* start Raw data *
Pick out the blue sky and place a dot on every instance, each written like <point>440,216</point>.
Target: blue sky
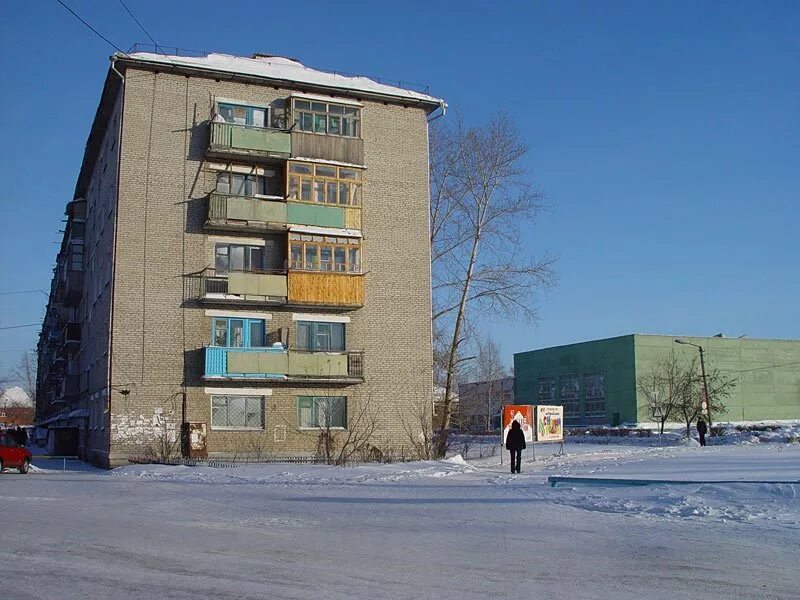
<point>666,136</point>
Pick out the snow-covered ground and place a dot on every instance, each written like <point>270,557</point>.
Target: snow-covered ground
<point>440,529</point>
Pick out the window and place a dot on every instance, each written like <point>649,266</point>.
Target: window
<point>238,257</point>
<point>235,332</point>
<point>250,116</point>
<point>568,394</point>
<point>324,184</point>
<point>324,411</point>
<point>241,185</point>
<point>594,396</point>
<point>547,390</point>
<point>325,253</point>
<point>327,118</point>
<point>237,412</point>
<point>320,337</point>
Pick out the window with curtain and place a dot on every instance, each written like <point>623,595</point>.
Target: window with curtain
<point>324,184</point>
<point>320,337</point>
<point>325,253</point>
<point>327,118</point>
<point>238,257</point>
<point>235,332</point>
<point>322,412</point>
<point>237,412</point>
<point>240,114</point>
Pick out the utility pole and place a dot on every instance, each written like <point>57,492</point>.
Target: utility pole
<point>705,382</point>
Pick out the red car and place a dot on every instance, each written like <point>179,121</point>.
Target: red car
<point>13,455</point>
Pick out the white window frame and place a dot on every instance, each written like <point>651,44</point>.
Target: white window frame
<point>247,397</point>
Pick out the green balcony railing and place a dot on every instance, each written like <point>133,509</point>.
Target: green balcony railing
<point>256,140</point>
<point>230,210</point>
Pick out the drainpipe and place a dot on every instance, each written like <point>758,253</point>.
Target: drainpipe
<point>443,107</point>
<point>114,252</point>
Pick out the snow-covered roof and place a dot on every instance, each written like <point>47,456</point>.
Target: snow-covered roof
<point>15,396</point>
<point>282,69</point>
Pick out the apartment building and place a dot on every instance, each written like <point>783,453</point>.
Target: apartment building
<point>245,264</point>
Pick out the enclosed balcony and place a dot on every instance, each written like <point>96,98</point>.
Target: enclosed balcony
<point>278,364</point>
<point>320,215</point>
<point>246,288</point>
<point>71,337</point>
<point>252,213</point>
<point>231,139</point>
<point>70,387</point>
<point>342,290</point>
<point>70,274</point>
<point>324,147</point>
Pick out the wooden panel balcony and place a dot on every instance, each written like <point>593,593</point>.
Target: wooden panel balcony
<point>343,290</point>
<point>327,147</point>
<point>227,139</point>
<point>238,212</point>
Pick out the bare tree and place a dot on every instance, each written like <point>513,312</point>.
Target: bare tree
<point>417,426</point>
<point>480,197</point>
<point>482,402</point>
<point>339,446</point>
<point>25,374</point>
<point>690,406</point>
<point>662,389</point>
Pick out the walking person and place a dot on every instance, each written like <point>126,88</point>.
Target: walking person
<point>515,443</point>
<point>702,428</point>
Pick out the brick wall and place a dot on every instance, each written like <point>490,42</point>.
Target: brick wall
<point>158,335</point>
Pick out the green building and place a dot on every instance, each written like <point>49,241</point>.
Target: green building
<point>595,381</point>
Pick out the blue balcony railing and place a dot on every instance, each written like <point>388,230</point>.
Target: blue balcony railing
<point>278,363</point>
<point>223,361</point>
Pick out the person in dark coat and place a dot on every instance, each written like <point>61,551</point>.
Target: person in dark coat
<point>515,443</point>
<point>702,428</point>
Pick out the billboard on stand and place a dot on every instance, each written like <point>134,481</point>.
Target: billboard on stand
<point>549,423</point>
<point>518,412</point>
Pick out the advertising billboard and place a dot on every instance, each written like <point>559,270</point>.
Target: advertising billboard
<point>518,412</point>
<point>549,423</point>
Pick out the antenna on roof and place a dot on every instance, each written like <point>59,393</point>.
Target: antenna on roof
<point>260,55</point>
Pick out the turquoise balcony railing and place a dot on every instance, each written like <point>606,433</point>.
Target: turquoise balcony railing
<point>277,363</point>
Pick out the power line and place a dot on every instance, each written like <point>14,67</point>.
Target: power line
<point>22,292</point>
<point>97,33</point>
<point>147,33</point>
<point>21,326</point>
<point>128,10</point>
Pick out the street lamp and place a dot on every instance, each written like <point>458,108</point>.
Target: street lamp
<point>703,371</point>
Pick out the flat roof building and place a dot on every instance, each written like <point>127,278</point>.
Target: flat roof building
<point>245,264</point>
<point>595,381</point>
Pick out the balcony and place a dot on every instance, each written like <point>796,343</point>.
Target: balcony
<point>323,215</point>
<point>227,139</point>
<point>245,288</point>
<point>70,388</point>
<point>238,212</point>
<point>71,338</point>
<point>340,290</point>
<point>282,365</point>
<point>327,147</point>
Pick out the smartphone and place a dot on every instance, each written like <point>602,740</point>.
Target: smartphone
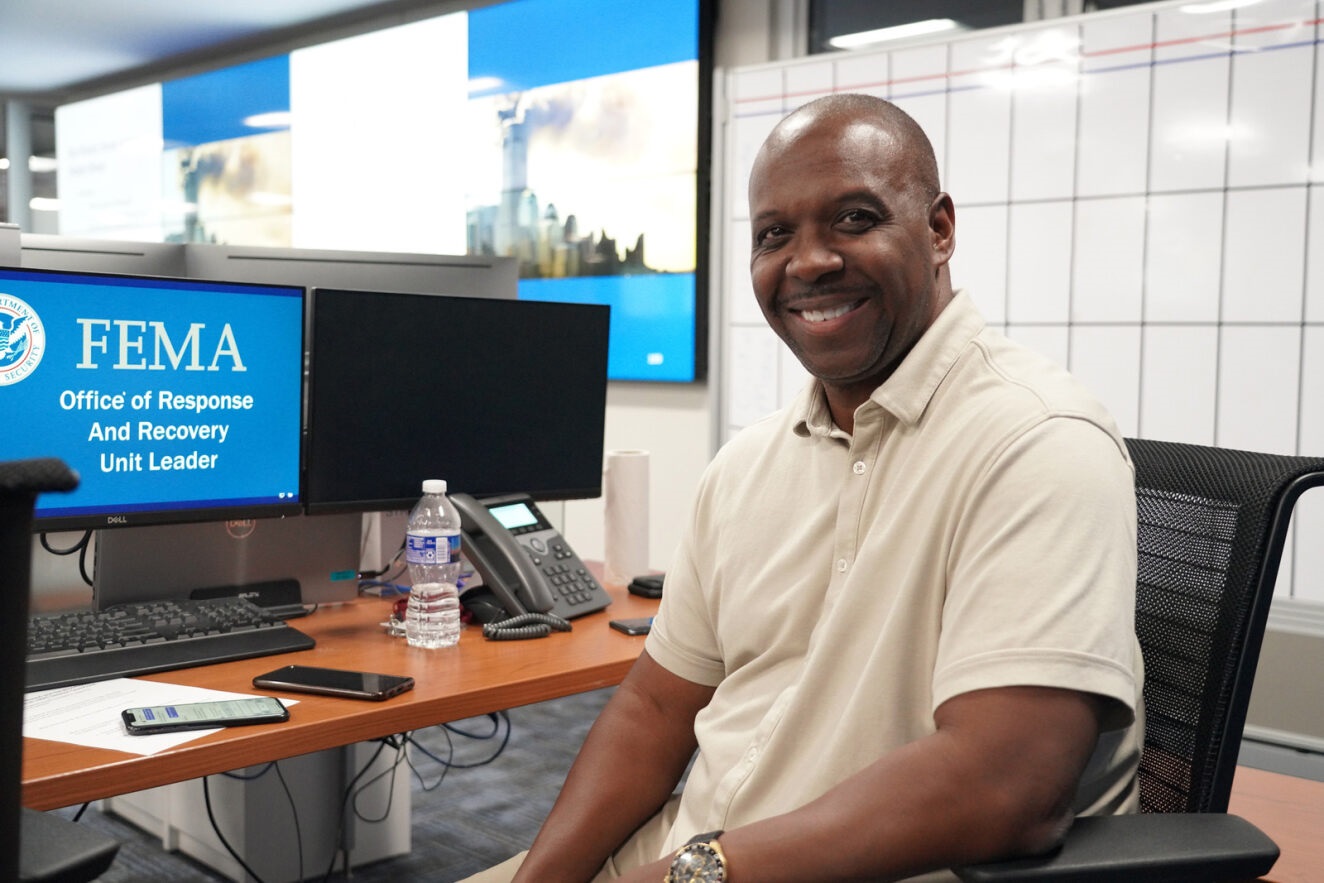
<point>640,625</point>
<point>204,715</point>
<point>334,682</point>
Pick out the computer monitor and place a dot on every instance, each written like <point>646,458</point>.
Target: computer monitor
<point>493,396</point>
<point>175,400</point>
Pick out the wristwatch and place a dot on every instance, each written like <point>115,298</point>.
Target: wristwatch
<point>699,861</point>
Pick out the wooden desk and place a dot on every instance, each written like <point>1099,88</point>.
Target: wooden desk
<point>475,678</point>
<point>1291,812</point>
<point>481,677</point>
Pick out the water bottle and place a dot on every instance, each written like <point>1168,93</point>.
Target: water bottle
<point>432,552</point>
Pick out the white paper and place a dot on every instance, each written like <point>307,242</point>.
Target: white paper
<point>89,714</point>
<point>626,514</point>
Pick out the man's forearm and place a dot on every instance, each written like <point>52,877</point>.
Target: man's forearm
<point>629,765</point>
<point>994,780</point>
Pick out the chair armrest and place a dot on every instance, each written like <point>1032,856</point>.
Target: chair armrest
<point>1152,847</point>
<point>57,850</point>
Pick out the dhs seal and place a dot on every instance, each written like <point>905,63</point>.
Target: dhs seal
<point>23,339</point>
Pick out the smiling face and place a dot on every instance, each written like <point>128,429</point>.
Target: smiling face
<point>850,241</point>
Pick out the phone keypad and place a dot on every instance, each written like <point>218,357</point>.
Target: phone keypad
<point>566,573</point>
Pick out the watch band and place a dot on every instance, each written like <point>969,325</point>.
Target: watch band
<point>699,861</point>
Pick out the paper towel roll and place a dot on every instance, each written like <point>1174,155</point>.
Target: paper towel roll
<point>625,481</point>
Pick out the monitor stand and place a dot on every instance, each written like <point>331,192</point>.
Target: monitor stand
<point>175,560</point>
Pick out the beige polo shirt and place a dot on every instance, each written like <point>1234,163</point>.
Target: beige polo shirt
<point>976,531</point>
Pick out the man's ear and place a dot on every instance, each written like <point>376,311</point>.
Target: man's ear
<point>942,223</point>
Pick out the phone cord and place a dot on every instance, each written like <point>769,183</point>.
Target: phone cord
<point>526,625</point>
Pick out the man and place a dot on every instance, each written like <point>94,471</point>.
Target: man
<point>899,629</point>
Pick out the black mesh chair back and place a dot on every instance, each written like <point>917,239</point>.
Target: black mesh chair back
<point>33,846</point>
<point>1212,526</point>
<point>1210,530</point>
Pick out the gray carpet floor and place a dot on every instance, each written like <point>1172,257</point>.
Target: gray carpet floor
<point>465,818</point>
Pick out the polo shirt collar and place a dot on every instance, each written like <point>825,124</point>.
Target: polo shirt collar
<point>914,383</point>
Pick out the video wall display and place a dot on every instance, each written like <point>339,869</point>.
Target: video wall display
<point>567,134</point>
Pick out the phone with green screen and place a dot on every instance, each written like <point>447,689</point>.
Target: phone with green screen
<point>204,715</point>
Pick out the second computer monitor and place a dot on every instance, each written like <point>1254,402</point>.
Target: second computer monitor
<point>493,396</point>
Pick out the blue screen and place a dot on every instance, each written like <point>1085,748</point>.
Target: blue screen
<point>172,400</point>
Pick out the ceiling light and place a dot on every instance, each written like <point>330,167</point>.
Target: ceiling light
<point>1216,5</point>
<point>895,32</point>
<point>37,164</point>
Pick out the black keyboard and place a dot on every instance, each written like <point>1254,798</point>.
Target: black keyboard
<point>129,640</point>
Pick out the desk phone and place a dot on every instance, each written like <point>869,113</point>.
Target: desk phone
<point>523,560</point>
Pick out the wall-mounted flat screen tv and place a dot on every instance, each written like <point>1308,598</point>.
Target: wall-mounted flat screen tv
<point>572,135</point>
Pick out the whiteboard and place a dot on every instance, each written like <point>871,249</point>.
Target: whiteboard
<point>1137,196</point>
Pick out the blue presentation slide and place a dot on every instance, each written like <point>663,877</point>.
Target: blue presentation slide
<point>159,393</point>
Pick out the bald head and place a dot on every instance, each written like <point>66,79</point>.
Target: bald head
<point>873,117</point>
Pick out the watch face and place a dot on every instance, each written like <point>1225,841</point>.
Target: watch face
<point>698,863</point>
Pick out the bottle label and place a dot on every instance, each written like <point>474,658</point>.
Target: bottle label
<point>432,550</point>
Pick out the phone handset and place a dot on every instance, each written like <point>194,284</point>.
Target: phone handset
<point>499,559</point>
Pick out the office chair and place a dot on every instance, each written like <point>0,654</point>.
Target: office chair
<point>1210,531</point>
<point>33,846</point>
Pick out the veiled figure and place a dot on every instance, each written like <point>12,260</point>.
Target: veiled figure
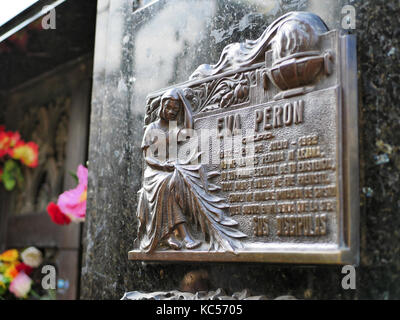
<point>175,191</point>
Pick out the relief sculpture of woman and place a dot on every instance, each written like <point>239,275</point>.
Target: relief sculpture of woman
<point>177,195</point>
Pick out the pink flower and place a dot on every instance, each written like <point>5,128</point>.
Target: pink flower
<point>73,202</point>
<point>21,285</point>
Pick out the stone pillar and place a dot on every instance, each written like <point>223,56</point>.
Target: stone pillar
<point>140,51</point>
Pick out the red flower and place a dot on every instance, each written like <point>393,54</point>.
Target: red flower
<point>56,214</point>
<point>23,267</point>
<point>26,152</point>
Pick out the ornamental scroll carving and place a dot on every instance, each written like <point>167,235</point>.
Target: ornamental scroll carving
<point>180,204</point>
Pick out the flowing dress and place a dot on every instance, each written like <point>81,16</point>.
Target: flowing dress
<point>168,198</point>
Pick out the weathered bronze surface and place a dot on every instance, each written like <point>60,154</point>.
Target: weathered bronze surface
<point>255,158</point>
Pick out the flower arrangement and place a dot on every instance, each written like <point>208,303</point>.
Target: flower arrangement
<point>14,151</point>
<point>15,269</point>
<point>71,205</point>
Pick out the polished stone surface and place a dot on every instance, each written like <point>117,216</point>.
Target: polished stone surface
<point>161,44</point>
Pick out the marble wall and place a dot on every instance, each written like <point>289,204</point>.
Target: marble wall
<point>162,43</point>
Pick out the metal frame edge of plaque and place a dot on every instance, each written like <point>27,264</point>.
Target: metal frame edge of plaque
<point>297,201</point>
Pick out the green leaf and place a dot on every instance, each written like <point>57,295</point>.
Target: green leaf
<point>9,181</point>
<point>12,175</point>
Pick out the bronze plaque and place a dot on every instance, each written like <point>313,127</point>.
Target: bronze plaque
<point>255,158</point>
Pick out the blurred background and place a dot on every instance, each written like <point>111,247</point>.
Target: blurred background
* end Raw data *
Problem to work on => Copy the records word for word from the beginning through the line containing "<point>440,529</point>", omitting the pictures.

Written solution =>
Pick out the blue sky and place a dot on every instance, each written like <point>440,216</point>.
Target: blue sky
<point>666,136</point>
Pick out the snow-covered ground and place a dot on every instance, each written like <point>270,557</point>.
Target: snow-covered ground
<point>440,529</point>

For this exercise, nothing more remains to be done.